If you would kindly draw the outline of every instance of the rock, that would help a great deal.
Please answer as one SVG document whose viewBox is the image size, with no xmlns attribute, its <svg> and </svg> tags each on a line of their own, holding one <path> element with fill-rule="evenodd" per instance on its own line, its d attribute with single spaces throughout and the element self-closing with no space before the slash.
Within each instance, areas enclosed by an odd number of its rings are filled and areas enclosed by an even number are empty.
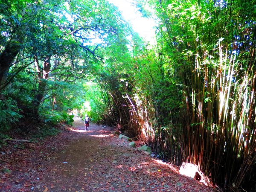
<svg viewBox="0 0 256 192">
<path fill-rule="evenodd" d="M 139 148 L 138 148 L 139 151 L 147 151 L 148 153 L 148 154 L 151 154 L 151 149 L 149 147 L 144 145 Z"/>
<path fill-rule="evenodd" d="M 152 153 L 151 156 L 151 157 L 154 157 L 157 156 L 157 154 L 155 153 Z"/>
<path fill-rule="evenodd" d="M 125 139 L 125 140 L 129 140 L 129 139 L 130 139 L 128 137 L 125 136 L 125 135 L 122 135 L 122 134 L 120 134 L 120 135 L 119 135 L 119 137 L 118 138 L 120 139 Z"/>
<path fill-rule="evenodd" d="M 114 134 L 119 135 L 120 134 L 120 133 L 118 131 L 115 131 L 115 132 L 114 133 Z"/>
<path fill-rule="evenodd" d="M 199 170 L 195 165 L 183 162 L 180 168 L 179 172 L 181 175 L 193 178 L 196 180 L 200 180 L 201 179 L 201 176 L 198 173 L 200 173 Z"/>
<path fill-rule="evenodd" d="M 132 147 L 135 147 L 135 142 L 134 141 L 132 141 L 131 142 L 130 142 L 129 143 L 129 145 Z"/>
</svg>

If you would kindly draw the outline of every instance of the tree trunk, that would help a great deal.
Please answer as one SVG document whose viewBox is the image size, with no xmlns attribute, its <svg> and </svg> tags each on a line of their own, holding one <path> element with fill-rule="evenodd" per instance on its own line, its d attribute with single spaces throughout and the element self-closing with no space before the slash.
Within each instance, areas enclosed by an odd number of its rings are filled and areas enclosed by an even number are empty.
<svg viewBox="0 0 256 192">
<path fill-rule="evenodd" d="M 38 87 L 37 93 L 35 96 L 34 102 L 34 113 L 36 115 L 38 114 L 38 109 L 39 105 L 45 95 L 45 90 L 47 87 L 47 79 L 51 69 L 51 55 L 45 58 L 44 62 L 44 69 L 43 73 L 40 70 L 39 61 L 36 58 L 36 67 L 38 72 Z"/>
<path fill-rule="evenodd" d="M 22 42 L 21 36 L 17 35 L 17 37 L 10 40 L 0 54 L 0 91 L 7 85 L 9 70 L 15 57 L 20 50 Z"/>
</svg>

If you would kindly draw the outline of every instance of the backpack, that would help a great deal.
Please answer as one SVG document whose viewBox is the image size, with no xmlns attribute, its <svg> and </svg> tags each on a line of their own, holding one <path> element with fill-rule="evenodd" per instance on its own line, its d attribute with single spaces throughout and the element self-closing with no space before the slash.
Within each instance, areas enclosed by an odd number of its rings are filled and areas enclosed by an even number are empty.
<svg viewBox="0 0 256 192">
<path fill-rule="evenodd" d="M 88 117 L 87 116 L 86 117 L 84 118 L 84 122 L 85 123 L 88 123 L 89 121 L 90 120 L 89 120 L 89 117 Z"/>
</svg>

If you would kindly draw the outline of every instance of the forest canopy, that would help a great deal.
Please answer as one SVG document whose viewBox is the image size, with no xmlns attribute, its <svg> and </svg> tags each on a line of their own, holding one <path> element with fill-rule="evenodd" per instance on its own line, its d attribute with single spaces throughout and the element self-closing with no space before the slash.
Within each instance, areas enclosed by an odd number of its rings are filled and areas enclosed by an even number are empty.
<svg viewBox="0 0 256 192">
<path fill-rule="evenodd" d="M 0 137 L 86 113 L 252 191 L 256 1 L 134 3 L 157 23 L 156 44 L 107 0 L 1 0 Z"/>
</svg>

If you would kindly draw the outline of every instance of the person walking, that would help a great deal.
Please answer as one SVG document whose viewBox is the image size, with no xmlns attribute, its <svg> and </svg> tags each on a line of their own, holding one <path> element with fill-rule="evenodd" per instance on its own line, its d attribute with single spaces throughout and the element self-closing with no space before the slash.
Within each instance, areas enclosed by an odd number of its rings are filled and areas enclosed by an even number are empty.
<svg viewBox="0 0 256 192">
<path fill-rule="evenodd" d="M 88 117 L 87 114 L 85 115 L 85 117 L 84 118 L 84 125 L 85 125 L 85 131 L 88 131 L 88 129 L 89 128 L 89 123 L 90 122 L 90 119 Z"/>
</svg>

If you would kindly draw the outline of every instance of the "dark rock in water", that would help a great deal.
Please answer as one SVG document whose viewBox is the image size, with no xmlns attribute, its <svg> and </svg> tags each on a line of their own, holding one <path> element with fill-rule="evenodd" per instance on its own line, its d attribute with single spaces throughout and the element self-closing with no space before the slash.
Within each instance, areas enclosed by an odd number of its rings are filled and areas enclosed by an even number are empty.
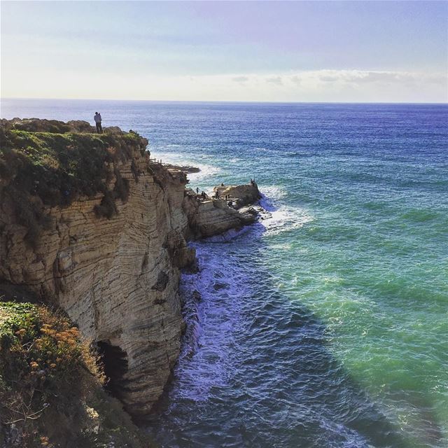
<svg viewBox="0 0 448 448">
<path fill-rule="evenodd" d="M 197 167 L 192 167 L 191 165 L 174 165 L 171 163 L 164 163 L 165 168 L 168 169 L 178 169 L 184 173 L 199 173 L 201 171 Z"/>
<path fill-rule="evenodd" d="M 225 283 L 221 283 L 220 281 L 217 281 L 214 286 L 214 288 L 215 290 L 218 291 L 221 289 L 226 289 L 229 287 L 229 286 Z"/>
<path fill-rule="evenodd" d="M 258 186 L 255 182 L 237 186 L 221 185 L 215 187 L 213 190 L 215 194 L 218 194 L 219 197 L 230 197 L 230 199 L 234 202 L 234 208 L 236 209 L 240 209 L 246 205 L 255 204 L 258 200 L 261 199 L 261 194 L 258 190 Z"/>
</svg>

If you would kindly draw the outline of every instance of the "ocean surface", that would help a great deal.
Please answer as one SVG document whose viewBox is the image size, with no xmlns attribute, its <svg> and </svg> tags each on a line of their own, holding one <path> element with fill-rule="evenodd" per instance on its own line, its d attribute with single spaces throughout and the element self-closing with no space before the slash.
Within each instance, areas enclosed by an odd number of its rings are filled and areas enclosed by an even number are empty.
<svg viewBox="0 0 448 448">
<path fill-rule="evenodd" d="M 167 447 L 448 447 L 448 106 L 4 100 L 132 129 L 268 211 L 195 243 Z M 192 293 L 197 290 L 202 300 Z"/>
</svg>

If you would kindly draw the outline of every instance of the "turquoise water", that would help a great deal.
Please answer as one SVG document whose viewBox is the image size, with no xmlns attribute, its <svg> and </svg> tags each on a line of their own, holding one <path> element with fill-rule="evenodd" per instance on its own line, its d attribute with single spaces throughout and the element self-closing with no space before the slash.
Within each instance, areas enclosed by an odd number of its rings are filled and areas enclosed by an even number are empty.
<svg viewBox="0 0 448 448">
<path fill-rule="evenodd" d="M 255 176 L 270 212 L 195 243 L 163 446 L 448 447 L 447 106 L 2 102 L 97 109 L 195 188 Z"/>
</svg>

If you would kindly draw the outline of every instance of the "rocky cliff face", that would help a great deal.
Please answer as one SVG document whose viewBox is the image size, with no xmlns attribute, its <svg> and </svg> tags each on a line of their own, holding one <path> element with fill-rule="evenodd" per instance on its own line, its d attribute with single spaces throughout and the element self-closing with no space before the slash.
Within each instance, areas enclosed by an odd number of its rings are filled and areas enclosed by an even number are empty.
<svg viewBox="0 0 448 448">
<path fill-rule="evenodd" d="M 195 260 L 186 236 L 253 218 L 187 194 L 185 174 L 151 163 L 136 134 L 38 121 L 2 122 L 0 284 L 64 309 L 98 344 L 111 390 L 146 414 L 179 353 L 180 269 Z"/>
</svg>

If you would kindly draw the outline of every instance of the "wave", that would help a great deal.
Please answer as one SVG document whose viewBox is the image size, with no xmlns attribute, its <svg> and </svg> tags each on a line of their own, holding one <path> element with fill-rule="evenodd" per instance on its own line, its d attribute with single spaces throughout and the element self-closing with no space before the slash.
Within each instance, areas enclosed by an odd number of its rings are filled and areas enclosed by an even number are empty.
<svg viewBox="0 0 448 448">
<path fill-rule="evenodd" d="M 281 206 L 277 210 L 267 214 L 265 218 L 262 215 L 262 224 L 265 228 L 265 236 L 276 235 L 299 229 L 314 220 L 305 210 L 286 205 Z"/>
<path fill-rule="evenodd" d="M 288 192 L 281 186 L 260 186 L 262 197 L 260 204 L 265 211 L 260 214 L 265 235 L 271 236 L 302 227 L 313 220 L 304 209 L 284 204 Z"/>
<path fill-rule="evenodd" d="M 215 165 L 198 162 L 197 158 L 186 157 L 182 154 L 173 154 L 172 153 L 158 152 L 151 153 L 151 157 L 156 159 L 162 159 L 162 163 L 171 163 L 174 165 L 191 165 L 196 167 L 201 171 L 199 173 L 189 173 L 188 178 L 190 181 L 197 182 L 208 177 L 211 177 L 221 172 L 221 169 Z"/>
</svg>

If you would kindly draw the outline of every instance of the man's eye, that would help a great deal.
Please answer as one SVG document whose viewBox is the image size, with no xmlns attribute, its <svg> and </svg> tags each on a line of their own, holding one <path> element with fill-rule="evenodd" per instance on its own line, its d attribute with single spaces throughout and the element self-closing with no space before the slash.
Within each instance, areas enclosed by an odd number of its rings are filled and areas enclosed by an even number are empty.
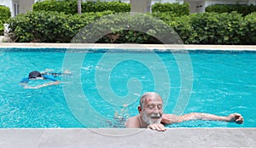
<svg viewBox="0 0 256 148">
<path fill-rule="evenodd" d="M 154 108 L 154 105 L 148 105 L 148 108 L 153 109 L 153 108 Z"/>
<path fill-rule="evenodd" d="M 162 109 L 162 105 L 157 105 L 157 108 L 158 109 Z"/>
</svg>

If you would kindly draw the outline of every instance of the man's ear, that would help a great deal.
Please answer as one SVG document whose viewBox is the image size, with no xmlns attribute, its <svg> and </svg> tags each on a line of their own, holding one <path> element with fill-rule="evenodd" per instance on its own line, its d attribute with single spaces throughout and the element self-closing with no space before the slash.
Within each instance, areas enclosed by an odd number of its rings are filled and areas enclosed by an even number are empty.
<svg viewBox="0 0 256 148">
<path fill-rule="evenodd" d="M 142 111 L 143 111 L 143 109 L 142 109 L 142 107 L 139 105 L 139 106 L 137 106 L 137 110 L 138 110 L 138 111 L 139 111 L 139 113 L 141 113 L 142 112 Z"/>
</svg>

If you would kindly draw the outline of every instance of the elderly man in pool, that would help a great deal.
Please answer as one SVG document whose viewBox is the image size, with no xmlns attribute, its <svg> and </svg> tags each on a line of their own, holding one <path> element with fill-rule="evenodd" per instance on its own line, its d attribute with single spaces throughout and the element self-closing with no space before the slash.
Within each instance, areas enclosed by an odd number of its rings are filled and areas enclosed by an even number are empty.
<svg viewBox="0 0 256 148">
<path fill-rule="evenodd" d="M 173 114 L 163 114 L 162 98 L 156 93 L 145 93 L 140 99 L 138 106 L 139 115 L 128 118 L 126 128 L 148 128 L 157 131 L 165 131 L 164 124 L 172 124 L 189 120 L 212 120 L 235 122 L 238 124 L 243 122 L 243 117 L 238 113 L 233 113 L 227 117 L 220 117 L 207 113 L 189 113 L 183 116 Z"/>
</svg>

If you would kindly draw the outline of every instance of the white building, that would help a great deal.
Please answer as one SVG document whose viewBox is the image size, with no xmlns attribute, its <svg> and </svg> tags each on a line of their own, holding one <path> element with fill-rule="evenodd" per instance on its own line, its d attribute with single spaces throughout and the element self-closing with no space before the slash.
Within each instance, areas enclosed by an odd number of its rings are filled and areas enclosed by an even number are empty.
<svg viewBox="0 0 256 148">
<path fill-rule="evenodd" d="M 24 14 L 32 10 L 32 5 L 37 1 L 44 0 L 0 0 L 0 5 L 5 5 L 10 9 L 11 15 L 15 16 L 18 14 Z M 97 1 L 97 0 L 82 0 L 86 1 Z M 111 2 L 119 0 L 100 0 L 102 2 Z M 135 2 L 134 0 L 131 0 Z M 121 0 L 124 3 L 130 3 L 130 0 Z M 146 1 L 146 0 L 136 0 L 136 1 Z M 150 1 L 150 0 L 149 0 Z M 184 2 L 189 3 L 190 13 L 204 12 L 207 6 L 221 3 L 221 4 L 256 4 L 256 0 L 151 0 L 151 4 L 155 3 L 179 3 Z M 148 9 L 148 6 L 146 7 Z M 150 7 L 149 7 L 150 8 Z"/>
</svg>

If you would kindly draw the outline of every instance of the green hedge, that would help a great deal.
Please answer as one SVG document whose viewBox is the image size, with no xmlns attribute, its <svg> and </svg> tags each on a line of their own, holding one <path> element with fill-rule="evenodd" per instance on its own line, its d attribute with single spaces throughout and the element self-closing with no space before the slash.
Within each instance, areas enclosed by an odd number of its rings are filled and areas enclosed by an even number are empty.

□ □ □ □ □ □ □

◆ **SHORT PROBLEM**: Rewrite the lines of the rows from the one containing "pool, that would help a great deal." through the one containing "173 114 L 163", changing "elderly man" to "older man" and leaving everything else as it is.

◆ **RESPONSE TO THIS EXERCISE**:
If you would kindly draw the outline of every instance of the older man in pool, that would help a great deal.
Please answer as one SVG document whose viewBox is the image size, with no xmlns attribute, its <svg> and </svg> tags each on a line of their own, holding one <path> element with fill-rule="evenodd" per instance on its own line, its d attribute with single spaces throughout and the element self-closing with no space before the slash.
Within each instance, areas enclosed by an odd number of its rings are filled and areas enclosed by an even number are empty.
<svg viewBox="0 0 256 148">
<path fill-rule="evenodd" d="M 173 114 L 163 114 L 162 98 L 156 93 L 145 93 L 140 99 L 138 106 L 139 115 L 128 118 L 126 128 L 148 128 L 157 131 L 165 131 L 164 124 L 172 124 L 189 120 L 212 120 L 235 122 L 238 124 L 243 122 L 243 117 L 238 113 L 233 113 L 227 117 L 220 117 L 207 113 L 189 113 L 183 116 Z"/>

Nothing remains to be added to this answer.